▸ **What is being asked**: Each entry must be restated exactly as it appears.

▸ **Given records**:
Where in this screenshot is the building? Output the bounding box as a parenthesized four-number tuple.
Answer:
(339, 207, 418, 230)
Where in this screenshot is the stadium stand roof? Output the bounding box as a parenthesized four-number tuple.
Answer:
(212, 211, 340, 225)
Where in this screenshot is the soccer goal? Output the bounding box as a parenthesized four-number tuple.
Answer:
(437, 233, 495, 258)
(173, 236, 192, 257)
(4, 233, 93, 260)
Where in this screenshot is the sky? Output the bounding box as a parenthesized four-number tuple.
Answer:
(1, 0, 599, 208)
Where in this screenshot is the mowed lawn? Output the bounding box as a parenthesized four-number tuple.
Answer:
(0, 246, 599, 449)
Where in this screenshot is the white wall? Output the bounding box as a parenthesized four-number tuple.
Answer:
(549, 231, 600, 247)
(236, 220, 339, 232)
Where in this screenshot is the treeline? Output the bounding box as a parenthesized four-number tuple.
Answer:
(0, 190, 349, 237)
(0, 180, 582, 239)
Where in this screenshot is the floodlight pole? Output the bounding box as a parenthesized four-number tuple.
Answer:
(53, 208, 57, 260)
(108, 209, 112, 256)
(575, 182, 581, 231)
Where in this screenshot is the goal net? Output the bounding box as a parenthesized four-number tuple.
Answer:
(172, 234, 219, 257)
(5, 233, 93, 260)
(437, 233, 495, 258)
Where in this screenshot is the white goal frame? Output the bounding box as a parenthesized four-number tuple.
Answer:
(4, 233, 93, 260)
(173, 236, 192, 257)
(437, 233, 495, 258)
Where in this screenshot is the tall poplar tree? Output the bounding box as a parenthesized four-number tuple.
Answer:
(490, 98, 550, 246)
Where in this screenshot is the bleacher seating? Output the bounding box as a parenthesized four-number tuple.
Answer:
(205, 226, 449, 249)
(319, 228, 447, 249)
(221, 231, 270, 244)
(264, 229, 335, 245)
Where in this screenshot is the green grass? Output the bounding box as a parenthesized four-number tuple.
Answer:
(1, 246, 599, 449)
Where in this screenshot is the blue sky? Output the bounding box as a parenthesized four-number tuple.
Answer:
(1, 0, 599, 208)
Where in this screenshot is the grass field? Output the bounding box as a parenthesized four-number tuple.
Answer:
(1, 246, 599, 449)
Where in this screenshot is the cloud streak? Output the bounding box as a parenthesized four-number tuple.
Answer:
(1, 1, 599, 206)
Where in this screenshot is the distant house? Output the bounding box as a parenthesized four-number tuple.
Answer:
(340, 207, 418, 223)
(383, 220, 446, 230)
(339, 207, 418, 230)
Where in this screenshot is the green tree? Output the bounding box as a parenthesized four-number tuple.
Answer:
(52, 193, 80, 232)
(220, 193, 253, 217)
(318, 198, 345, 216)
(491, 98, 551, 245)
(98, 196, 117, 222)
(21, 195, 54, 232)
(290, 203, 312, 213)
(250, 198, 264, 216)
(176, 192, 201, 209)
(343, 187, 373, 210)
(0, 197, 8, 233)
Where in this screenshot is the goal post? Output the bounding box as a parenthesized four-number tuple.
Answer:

▸ **Response for this exercise**:
Where in this screenshot is the building? Output the bounding box as a parenthesized four-number tuple.
Answer:
(339, 207, 418, 230)
Where in this screenshot is the stadium stand roof? Output the bounding box as a parenthesized four-number tuple.
Answer:
(212, 211, 340, 225)
Where in this screenshot is the soccer goal? Output the bounding box as a parenthesized four-number tuple.
Answer:
(437, 233, 495, 258)
(173, 236, 192, 257)
(4, 233, 93, 260)
Where in this screenshot is the sky? Output the bounding box as a parenthesized four-number tuple.
Answer:
(1, 0, 599, 208)
Where in this screenshot is the mowed lawn? Output the bounding box as a parenthesized four-number tuple.
Answer:
(0, 246, 599, 449)
Where in this screenshot is the white wall? Output the bounding box as a parenthesized four-number tuple.
Answer:
(549, 231, 600, 247)
(236, 220, 339, 232)
Where in this screenshot is the treeline? Output the bounding box as a parenthesized four-number tuple.
Answer:
(0, 190, 349, 237)
(0, 180, 582, 239)
Where in this screenshot is the floodlight pole? Output the bounding box as a parenthesized four-number tuple.
Answer:
(53, 208, 57, 260)
(108, 209, 112, 256)
(575, 182, 581, 231)
Where in this screenshot is the goal net? Output the bounding box as a parenthesized four-number tuple.
Answer:
(172, 234, 219, 257)
(5, 233, 93, 260)
(437, 233, 495, 258)
Where in this screenshot is the white goal frame? Output the bounding box as a parenthesized four-number tuple.
Answer:
(4, 233, 93, 260)
(173, 236, 192, 257)
(437, 233, 495, 258)
Where in this screenshot is the tall poplar tree? Output the bounding box as a parenthesized four-number tuple.
Answer:
(490, 98, 550, 246)
Where in this screenshot is the bleacher seating? Output the bounding box as a parenthesized four-number tuple.
Answer:
(205, 226, 449, 249)
(319, 228, 447, 249)
(221, 231, 270, 244)
(264, 229, 335, 245)
Where in this screenshot is the green grass? Output the bounding box as a parenthesized four-number tuple.
Answer:
(1, 246, 599, 449)
Where in this screenshot is the blue sky? Output the bounding box as a parenthesized four-number tuple.
Answer:
(1, 0, 599, 208)
Where in this screenshot is the grass field? Output the bounding box as a parenthesized four-number tuple.
Answer:
(1, 246, 599, 449)
Where in this screenshot is the cloud streak? Output the bounding box as a parenthesized four-number tuple.
Answer:
(1, 1, 599, 206)
Where in this screenshot is the distant house? Output the bounding box as a parenthesized four-number tuple.
Answer:
(340, 207, 418, 223)
(383, 220, 446, 230)
(339, 207, 418, 230)
Where in this screenshot is the green tree? Output the bounding box as a parenthesized four-number tuple.
Answer:
(52, 193, 80, 232)
(220, 193, 253, 217)
(318, 198, 345, 216)
(491, 98, 551, 245)
(98, 196, 117, 222)
(21, 195, 54, 232)
(290, 203, 312, 213)
(250, 198, 264, 216)
(176, 192, 201, 209)
(343, 187, 373, 210)
(0, 197, 8, 233)
Where in this screenshot is the goal post? Output the bounding box as a parenthesized four-number tuple.
Answer:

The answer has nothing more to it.